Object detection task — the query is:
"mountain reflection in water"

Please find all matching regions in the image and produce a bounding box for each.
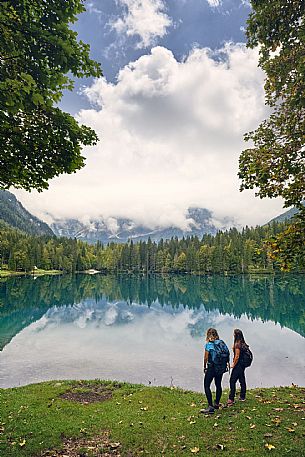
[0,274,305,390]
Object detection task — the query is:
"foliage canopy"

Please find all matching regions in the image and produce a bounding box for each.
[0,0,101,190]
[239,0,305,268]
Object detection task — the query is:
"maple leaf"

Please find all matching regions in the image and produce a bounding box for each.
[265,443,275,451]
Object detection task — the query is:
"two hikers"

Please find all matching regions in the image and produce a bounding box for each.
[202,328,253,414]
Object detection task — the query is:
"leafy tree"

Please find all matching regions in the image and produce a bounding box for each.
[239,0,305,268]
[0,0,101,190]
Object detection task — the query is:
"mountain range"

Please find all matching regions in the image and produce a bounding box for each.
[51,208,223,243]
[0,190,54,236]
[0,190,297,244]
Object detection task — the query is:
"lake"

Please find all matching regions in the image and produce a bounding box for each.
[0,274,305,391]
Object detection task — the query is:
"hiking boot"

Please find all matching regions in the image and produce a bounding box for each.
[200,406,215,414]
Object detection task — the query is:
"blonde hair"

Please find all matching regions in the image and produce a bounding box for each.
[206,328,219,341]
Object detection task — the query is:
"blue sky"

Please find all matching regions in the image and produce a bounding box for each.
[18,0,282,228]
[61,0,250,114]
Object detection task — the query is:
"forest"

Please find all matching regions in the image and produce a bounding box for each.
[0,218,304,274]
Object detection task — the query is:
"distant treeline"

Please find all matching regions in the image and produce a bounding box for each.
[0,218,303,274]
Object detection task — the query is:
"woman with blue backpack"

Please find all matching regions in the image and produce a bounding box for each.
[201,328,230,414]
[227,329,253,406]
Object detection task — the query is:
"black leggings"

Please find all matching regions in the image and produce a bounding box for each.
[229,364,247,401]
[204,367,222,406]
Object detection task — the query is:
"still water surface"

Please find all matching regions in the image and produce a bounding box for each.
[0,274,305,391]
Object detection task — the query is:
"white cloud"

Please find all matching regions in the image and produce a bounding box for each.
[110,0,172,48]
[207,0,221,8]
[18,44,282,228]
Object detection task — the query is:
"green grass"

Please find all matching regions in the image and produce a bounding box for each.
[0,381,305,457]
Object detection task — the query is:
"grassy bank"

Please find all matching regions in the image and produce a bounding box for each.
[0,381,305,457]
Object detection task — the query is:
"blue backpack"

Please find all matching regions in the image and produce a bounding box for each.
[210,340,230,374]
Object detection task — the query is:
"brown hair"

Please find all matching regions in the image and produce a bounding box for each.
[206,328,219,341]
[234,328,247,346]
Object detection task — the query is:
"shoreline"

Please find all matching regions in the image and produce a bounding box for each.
[0,269,305,279]
[0,380,305,457]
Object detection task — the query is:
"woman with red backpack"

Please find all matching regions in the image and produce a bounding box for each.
[201,328,230,414]
[227,329,253,406]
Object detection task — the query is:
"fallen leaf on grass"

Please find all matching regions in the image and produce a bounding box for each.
[265,443,275,451]
[272,417,282,427]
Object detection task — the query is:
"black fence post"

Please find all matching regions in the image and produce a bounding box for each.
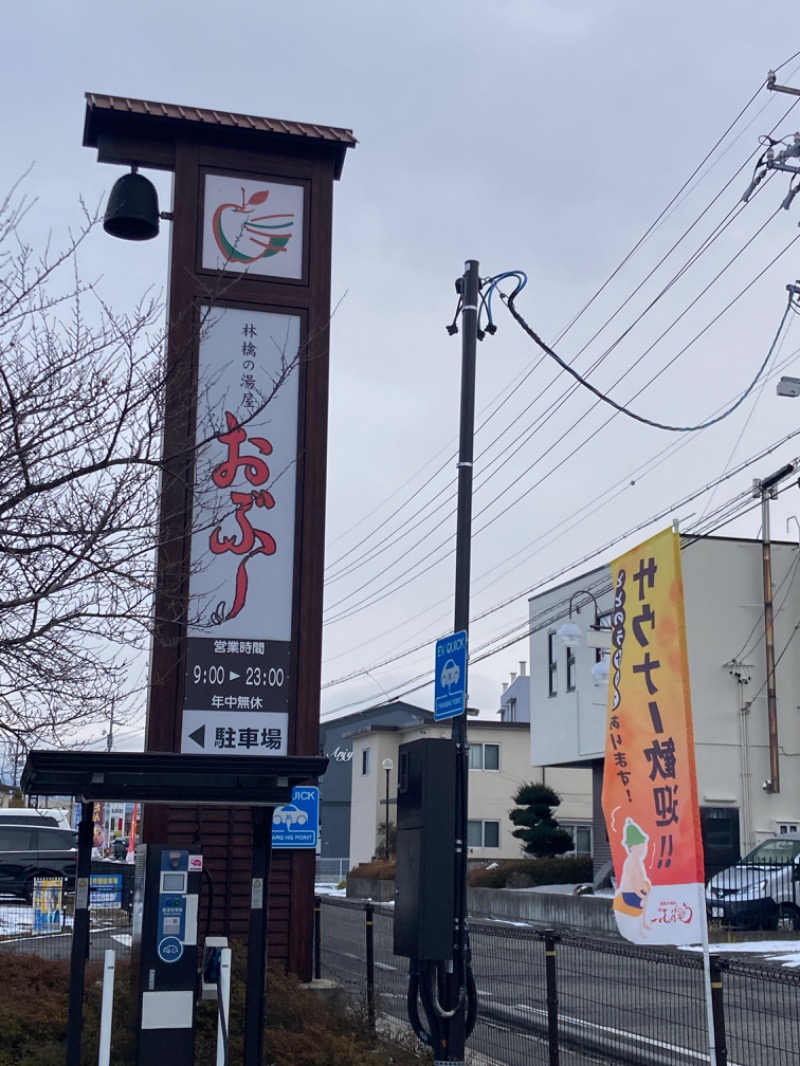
[314,895,322,981]
[544,930,559,1066]
[364,903,375,1029]
[708,955,727,1066]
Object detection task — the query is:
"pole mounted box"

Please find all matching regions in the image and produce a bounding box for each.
[395,738,455,959]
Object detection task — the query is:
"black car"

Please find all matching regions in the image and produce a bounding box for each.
[0,825,78,901]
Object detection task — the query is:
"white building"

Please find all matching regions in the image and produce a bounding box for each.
[350,718,531,866]
[497,662,592,858]
[529,537,800,869]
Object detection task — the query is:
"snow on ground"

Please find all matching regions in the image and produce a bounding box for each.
[681,940,800,967]
[314,881,347,897]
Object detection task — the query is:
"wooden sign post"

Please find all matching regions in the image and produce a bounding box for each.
[83,94,355,980]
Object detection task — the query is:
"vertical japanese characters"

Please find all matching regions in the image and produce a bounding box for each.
[603,531,704,943]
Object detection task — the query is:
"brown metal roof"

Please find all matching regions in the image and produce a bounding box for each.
[83,93,357,178]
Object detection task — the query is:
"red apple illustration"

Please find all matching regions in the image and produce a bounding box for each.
[211,189,294,264]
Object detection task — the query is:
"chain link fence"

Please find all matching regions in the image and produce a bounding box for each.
[317,899,800,1066]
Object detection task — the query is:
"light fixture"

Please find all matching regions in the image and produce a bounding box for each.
[102,166,160,241]
[556,621,583,648]
[591,656,608,689]
[556,588,601,648]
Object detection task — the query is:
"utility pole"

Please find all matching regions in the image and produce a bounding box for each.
[753,463,796,794]
[106,696,116,752]
[434,259,480,1066]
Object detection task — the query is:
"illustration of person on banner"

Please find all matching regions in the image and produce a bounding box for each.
[603,530,705,944]
[613,818,653,940]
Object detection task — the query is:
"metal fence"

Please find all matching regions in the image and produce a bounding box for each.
[315,855,350,885]
[317,899,800,1066]
[0,862,133,959]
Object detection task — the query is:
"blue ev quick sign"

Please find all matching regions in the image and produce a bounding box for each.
[272,785,319,847]
[433,629,467,722]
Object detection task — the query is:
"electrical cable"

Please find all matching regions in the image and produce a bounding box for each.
[325,219,800,625]
[324,88,798,592]
[322,429,800,717]
[506,285,791,433]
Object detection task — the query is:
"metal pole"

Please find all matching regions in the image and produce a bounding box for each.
[66,803,94,1066]
[314,895,322,981]
[544,931,559,1066]
[383,770,391,862]
[97,949,116,1066]
[217,948,231,1066]
[364,903,375,1029]
[243,807,272,1066]
[709,955,727,1066]
[436,259,480,1063]
[761,485,781,793]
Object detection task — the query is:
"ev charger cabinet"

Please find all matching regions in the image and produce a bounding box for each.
[131,844,202,1066]
[395,738,455,959]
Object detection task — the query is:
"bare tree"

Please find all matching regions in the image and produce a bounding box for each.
[0,181,308,747]
[0,181,164,744]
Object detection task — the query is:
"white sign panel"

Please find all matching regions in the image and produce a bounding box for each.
[180,708,289,755]
[181,308,300,755]
[202,174,304,279]
[189,308,300,641]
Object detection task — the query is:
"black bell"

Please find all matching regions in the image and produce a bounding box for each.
[102,171,159,241]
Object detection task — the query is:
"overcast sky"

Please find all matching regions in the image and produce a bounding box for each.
[0,0,800,743]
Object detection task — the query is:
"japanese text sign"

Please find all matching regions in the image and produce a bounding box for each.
[603,530,705,944]
[181,307,300,755]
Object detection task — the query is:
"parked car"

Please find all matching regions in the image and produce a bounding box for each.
[0,807,71,829]
[706,837,800,930]
[0,821,78,901]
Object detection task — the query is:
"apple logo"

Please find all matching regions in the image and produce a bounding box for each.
[211,189,294,264]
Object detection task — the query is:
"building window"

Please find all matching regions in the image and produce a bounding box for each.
[467,820,500,847]
[547,633,558,696]
[566,648,575,692]
[561,824,592,855]
[469,744,500,770]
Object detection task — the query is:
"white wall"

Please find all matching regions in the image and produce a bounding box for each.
[529,537,800,849]
[350,720,533,866]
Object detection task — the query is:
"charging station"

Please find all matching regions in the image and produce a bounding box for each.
[131,844,203,1066]
[395,738,455,959]
[20,749,327,1066]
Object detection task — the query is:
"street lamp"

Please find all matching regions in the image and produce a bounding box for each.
[556,588,603,648]
[381,759,395,861]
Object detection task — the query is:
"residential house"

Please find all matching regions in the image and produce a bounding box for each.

-----

## GIVEN TASK
Find every line of the entries above that contains the word "with", and copy each of those lines.

## EXERCISE SOLUTION
"woman with blue backpack"
"woman with red backpack"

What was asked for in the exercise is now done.